• **Task statement**: Count how many lines of the records below contain the string "headscarf", matching case exactly, and reply with that number alone.

• **Extracted records**:
§ §
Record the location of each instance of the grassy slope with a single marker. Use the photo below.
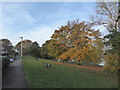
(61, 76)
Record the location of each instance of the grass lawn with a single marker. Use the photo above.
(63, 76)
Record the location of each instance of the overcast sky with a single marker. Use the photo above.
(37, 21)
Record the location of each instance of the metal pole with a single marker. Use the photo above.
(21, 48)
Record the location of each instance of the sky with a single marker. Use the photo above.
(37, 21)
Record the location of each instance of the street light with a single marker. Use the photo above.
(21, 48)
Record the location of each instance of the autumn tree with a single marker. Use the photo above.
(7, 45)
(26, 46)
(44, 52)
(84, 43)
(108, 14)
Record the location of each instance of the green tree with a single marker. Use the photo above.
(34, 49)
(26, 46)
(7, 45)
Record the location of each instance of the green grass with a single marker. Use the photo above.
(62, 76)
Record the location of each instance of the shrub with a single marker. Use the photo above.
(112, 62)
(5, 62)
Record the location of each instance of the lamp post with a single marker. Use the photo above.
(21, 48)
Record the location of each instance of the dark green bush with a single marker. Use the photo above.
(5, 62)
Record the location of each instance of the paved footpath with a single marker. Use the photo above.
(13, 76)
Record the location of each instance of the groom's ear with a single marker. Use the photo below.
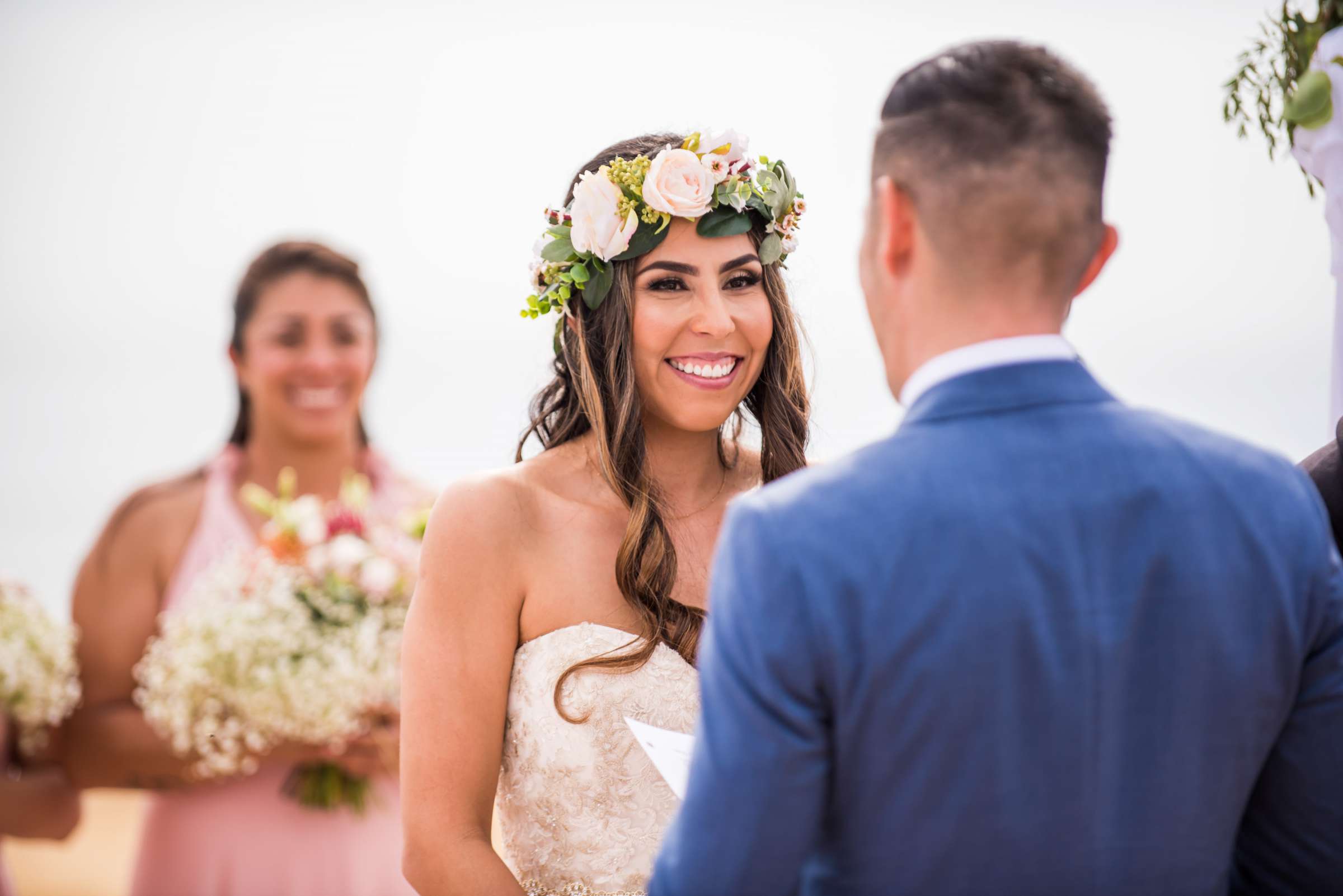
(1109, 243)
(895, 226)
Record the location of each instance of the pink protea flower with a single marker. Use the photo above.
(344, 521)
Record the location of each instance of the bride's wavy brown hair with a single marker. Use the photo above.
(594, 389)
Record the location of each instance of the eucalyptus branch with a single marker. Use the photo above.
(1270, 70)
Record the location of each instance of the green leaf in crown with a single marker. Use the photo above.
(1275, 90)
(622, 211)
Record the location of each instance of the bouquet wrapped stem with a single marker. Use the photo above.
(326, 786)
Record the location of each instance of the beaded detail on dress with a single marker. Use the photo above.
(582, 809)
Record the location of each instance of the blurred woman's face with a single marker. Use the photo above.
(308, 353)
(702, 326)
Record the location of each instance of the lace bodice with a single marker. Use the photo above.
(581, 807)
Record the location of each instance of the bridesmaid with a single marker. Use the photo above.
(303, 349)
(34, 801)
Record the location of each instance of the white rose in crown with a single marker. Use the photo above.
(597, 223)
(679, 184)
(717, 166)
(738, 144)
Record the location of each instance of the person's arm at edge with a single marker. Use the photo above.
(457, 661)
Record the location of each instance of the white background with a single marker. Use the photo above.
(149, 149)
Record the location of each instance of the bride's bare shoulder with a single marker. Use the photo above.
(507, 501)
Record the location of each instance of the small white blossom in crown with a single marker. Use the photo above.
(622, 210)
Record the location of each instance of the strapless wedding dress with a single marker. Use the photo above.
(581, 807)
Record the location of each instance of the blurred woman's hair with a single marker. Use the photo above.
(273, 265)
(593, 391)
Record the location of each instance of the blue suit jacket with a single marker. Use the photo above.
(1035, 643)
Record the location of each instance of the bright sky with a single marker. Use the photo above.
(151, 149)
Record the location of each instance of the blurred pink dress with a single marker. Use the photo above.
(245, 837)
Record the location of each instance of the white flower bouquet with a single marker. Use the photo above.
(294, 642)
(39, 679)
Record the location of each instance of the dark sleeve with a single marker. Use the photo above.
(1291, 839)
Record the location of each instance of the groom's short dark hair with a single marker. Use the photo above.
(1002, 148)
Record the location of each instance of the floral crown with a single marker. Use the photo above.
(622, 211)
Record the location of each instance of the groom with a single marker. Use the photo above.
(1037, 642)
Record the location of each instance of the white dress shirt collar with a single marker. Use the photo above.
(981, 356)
§ §
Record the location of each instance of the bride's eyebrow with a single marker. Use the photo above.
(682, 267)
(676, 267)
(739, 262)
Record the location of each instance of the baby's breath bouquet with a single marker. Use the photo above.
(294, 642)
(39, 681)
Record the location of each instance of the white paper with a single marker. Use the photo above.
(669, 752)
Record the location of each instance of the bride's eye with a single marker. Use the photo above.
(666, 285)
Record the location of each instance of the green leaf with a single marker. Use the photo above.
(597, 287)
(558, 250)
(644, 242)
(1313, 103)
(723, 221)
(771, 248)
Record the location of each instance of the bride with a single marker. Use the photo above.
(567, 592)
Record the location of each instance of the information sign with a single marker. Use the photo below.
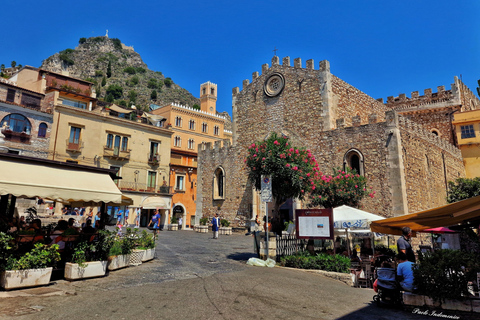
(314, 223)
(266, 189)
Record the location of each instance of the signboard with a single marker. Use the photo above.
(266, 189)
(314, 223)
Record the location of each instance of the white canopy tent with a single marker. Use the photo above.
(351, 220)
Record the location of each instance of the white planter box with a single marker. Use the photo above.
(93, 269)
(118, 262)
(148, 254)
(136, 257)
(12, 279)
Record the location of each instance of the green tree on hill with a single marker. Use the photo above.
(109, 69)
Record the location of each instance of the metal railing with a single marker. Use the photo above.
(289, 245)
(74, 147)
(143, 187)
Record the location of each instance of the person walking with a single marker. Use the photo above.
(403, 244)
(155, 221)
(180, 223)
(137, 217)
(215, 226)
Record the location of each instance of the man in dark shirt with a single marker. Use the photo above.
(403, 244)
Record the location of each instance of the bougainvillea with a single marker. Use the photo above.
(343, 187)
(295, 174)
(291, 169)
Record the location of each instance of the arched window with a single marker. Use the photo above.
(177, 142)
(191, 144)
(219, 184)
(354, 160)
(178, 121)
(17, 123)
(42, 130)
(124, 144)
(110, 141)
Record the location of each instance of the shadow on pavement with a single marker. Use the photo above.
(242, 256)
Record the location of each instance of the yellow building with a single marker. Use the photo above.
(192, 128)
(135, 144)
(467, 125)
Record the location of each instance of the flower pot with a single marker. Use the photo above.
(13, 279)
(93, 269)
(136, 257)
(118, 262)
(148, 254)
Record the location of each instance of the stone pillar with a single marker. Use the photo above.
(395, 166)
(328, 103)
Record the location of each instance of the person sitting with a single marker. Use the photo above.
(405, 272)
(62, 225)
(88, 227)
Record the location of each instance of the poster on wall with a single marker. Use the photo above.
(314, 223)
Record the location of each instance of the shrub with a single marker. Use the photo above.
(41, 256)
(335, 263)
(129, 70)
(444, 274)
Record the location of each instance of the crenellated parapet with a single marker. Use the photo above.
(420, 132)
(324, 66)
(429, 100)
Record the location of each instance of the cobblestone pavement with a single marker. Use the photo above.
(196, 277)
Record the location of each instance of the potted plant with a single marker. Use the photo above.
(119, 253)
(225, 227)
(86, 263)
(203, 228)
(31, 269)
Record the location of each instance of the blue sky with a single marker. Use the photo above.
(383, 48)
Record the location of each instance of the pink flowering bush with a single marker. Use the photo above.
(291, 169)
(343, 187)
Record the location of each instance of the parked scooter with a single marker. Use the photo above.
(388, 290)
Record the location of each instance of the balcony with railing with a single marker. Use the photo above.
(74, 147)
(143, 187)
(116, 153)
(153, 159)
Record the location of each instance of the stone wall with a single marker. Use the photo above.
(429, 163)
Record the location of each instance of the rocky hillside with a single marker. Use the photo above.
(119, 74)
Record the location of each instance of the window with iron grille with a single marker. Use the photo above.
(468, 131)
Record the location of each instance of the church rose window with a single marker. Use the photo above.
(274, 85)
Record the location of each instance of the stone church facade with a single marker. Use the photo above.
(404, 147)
§ §
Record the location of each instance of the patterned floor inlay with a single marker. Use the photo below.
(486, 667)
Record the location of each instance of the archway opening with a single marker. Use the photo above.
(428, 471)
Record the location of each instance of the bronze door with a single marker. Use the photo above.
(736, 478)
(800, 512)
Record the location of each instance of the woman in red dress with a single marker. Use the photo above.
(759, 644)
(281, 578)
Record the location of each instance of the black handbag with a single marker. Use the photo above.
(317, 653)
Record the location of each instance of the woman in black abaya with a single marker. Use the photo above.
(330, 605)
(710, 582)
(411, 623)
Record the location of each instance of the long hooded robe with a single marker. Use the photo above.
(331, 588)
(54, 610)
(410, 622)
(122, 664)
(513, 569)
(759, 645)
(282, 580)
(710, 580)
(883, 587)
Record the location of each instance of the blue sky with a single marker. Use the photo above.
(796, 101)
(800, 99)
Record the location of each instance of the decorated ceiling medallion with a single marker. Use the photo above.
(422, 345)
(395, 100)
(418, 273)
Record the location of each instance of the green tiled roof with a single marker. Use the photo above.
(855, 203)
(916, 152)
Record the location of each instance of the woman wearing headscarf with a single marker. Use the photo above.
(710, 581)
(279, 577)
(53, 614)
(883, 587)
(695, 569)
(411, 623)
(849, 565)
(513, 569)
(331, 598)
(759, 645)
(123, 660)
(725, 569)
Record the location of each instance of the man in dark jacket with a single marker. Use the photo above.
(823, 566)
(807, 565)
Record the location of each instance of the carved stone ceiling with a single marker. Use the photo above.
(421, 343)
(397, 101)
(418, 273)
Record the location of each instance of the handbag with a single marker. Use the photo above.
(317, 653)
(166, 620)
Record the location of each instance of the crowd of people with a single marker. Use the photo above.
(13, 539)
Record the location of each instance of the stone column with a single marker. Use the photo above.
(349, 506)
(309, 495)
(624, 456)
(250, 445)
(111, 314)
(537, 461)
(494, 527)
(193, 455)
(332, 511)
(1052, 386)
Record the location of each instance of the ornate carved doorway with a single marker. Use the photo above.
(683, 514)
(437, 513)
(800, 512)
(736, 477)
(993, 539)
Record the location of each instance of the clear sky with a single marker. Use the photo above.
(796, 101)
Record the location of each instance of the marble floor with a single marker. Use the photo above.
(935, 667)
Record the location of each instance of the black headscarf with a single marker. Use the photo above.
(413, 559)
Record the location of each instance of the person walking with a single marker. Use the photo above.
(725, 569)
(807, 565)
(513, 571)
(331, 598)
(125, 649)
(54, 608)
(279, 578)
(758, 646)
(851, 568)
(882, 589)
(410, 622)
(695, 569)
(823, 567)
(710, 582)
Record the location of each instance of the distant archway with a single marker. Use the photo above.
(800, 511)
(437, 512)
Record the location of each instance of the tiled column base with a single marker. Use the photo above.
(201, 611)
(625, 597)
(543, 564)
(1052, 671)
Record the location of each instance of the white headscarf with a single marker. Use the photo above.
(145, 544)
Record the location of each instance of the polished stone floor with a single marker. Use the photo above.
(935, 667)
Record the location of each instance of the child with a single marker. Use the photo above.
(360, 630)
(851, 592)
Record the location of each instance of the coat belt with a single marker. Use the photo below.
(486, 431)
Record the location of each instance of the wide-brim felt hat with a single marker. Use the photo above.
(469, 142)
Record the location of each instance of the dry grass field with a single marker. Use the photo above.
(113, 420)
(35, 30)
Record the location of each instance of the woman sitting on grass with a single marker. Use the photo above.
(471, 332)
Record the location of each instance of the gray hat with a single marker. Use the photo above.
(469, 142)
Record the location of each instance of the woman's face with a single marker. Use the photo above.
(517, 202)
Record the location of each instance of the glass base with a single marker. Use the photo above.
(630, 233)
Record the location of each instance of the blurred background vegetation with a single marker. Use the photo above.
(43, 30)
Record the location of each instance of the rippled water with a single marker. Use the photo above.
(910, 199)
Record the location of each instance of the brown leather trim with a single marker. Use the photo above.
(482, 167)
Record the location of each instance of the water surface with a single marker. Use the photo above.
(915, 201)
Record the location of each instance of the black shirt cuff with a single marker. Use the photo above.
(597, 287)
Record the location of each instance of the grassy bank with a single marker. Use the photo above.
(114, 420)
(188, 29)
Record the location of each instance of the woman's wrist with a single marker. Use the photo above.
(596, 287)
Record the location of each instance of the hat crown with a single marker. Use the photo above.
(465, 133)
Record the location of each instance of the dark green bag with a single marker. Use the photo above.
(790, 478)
§ §
• **Worked answer**: 3